RECORDS SUPPLIED:

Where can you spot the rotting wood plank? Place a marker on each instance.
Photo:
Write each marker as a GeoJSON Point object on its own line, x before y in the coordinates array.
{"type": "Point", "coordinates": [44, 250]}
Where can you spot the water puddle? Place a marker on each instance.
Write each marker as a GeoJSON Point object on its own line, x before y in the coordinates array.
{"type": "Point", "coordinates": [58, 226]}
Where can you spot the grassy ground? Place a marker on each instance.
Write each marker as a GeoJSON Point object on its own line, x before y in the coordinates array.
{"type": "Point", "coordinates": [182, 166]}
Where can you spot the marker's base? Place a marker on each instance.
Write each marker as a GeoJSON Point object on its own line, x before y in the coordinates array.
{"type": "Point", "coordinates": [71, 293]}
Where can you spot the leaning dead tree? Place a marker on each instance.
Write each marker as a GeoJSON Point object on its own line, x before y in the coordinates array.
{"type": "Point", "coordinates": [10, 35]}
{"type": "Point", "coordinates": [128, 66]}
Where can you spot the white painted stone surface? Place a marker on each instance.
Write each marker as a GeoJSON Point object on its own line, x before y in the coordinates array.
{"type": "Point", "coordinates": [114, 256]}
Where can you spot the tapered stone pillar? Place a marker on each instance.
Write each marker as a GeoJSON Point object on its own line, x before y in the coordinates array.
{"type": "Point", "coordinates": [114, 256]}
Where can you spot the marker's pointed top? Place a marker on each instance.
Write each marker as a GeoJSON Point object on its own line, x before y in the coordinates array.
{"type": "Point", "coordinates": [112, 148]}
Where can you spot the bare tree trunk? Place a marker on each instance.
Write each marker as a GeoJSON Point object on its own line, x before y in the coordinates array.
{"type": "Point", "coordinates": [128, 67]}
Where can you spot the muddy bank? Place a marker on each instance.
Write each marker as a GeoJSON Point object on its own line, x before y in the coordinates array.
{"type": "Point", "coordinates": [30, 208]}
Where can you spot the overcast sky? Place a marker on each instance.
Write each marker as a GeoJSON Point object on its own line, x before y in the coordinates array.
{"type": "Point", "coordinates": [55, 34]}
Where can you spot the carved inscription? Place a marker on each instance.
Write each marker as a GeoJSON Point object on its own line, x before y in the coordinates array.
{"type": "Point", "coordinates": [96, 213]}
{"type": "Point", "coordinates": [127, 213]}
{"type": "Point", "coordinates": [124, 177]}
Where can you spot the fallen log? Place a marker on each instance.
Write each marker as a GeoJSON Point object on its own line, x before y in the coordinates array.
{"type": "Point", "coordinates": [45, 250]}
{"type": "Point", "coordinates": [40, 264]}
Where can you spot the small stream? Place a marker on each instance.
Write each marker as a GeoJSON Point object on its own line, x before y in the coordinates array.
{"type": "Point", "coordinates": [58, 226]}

STATED TASK: Please copy every line of the listing above word for word, keeping each one unchanged and in its original order.

SOLVED EXERCISE:
Where can you spot the rotting wood plank? Place a marker on each instance.
Photo:
Write each marker as a GeoJSON Point object on its own line, x before y in the coordinates array.
{"type": "Point", "coordinates": [44, 250]}
Where can you spot the water puddle? Place a marker on each instance.
Write each marker as a GeoJSON Point object on its own line, x before y in the coordinates array.
{"type": "Point", "coordinates": [58, 226]}
Where can you spot the grassy ground? Place a marker on each instance.
Write each marker as a GeoJSON Point object on its own line, x before y in the coordinates array.
{"type": "Point", "coordinates": [182, 166]}
Where can you spot the marker's base? Place a marker on each instance.
Write each marker as a GeoJSON Point object on its own line, x before y in the coordinates array.
{"type": "Point", "coordinates": [71, 293]}
Where can you spot the leaning dead tree? Place a marker on each instance.
Write each marker as a GeoJSON Point object on its own line, x before y in the coordinates array.
{"type": "Point", "coordinates": [10, 35]}
{"type": "Point", "coordinates": [128, 66]}
Where can you spot the white painted stone surface? Place a marker on each instance.
Write each marker as a GeoJSON Point object on its own line, x before y in the coordinates array.
{"type": "Point", "coordinates": [114, 256]}
Where can you spot the tapered stone pillar? Place a marker on each instance.
Write each marker as a GeoJSON Point object on its own line, x before y in the coordinates array.
{"type": "Point", "coordinates": [114, 256]}
Where can you spot the marker's pointed top? Place a marker on each instance.
Write each marker as a GeoJSON Point object on its own line, x before y in the coordinates array.
{"type": "Point", "coordinates": [112, 148]}
Where can you spot the bare tree trunk? Place a marker on each instance.
Write each marker as a GeoJSON Point object on its own line, x before y in the coordinates array.
{"type": "Point", "coordinates": [128, 67]}
Where can you spot the muddy bank? Place a marker on each instance.
Write each marker as a GeoJSON Point object on its own line, x before y in the coordinates array.
{"type": "Point", "coordinates": [30, 208]}
Where can you spot the overcast sky? Place a marker on each instance.
Write each marker as a GeoJSON Point object on its own line, x before y in the coordinates array.
{"type": "Point", "coordinates": [55, 34]}
Where can you spot the carved inscription? Place a marker on each instance.
Write each marker as a GeoJSON Point object on its own line, x before y in the coordinates array.
{"type": "Point", "coordinates": [96, 213]}
{"type": "Point", "coordinates": [127, 213]}
{"type": "Point", "coordinates": [124, 177]}
Where can you spot the fallen log? Place a marker on each instance.
Write each marker as a GeoJSON Point object on its own line, x before y in the coordinates array.
{"type": "Point", "coordinates": [45, 250]}
{"type": "Point", "coordinates": [40, 264]}
Where can you spot the small stream? Place a marker on each instance.
Write each marker as a GeoJSON Point object on its own line, x before y in the coordinates array.
{"type": "Point", "coordinates": [58, 226]}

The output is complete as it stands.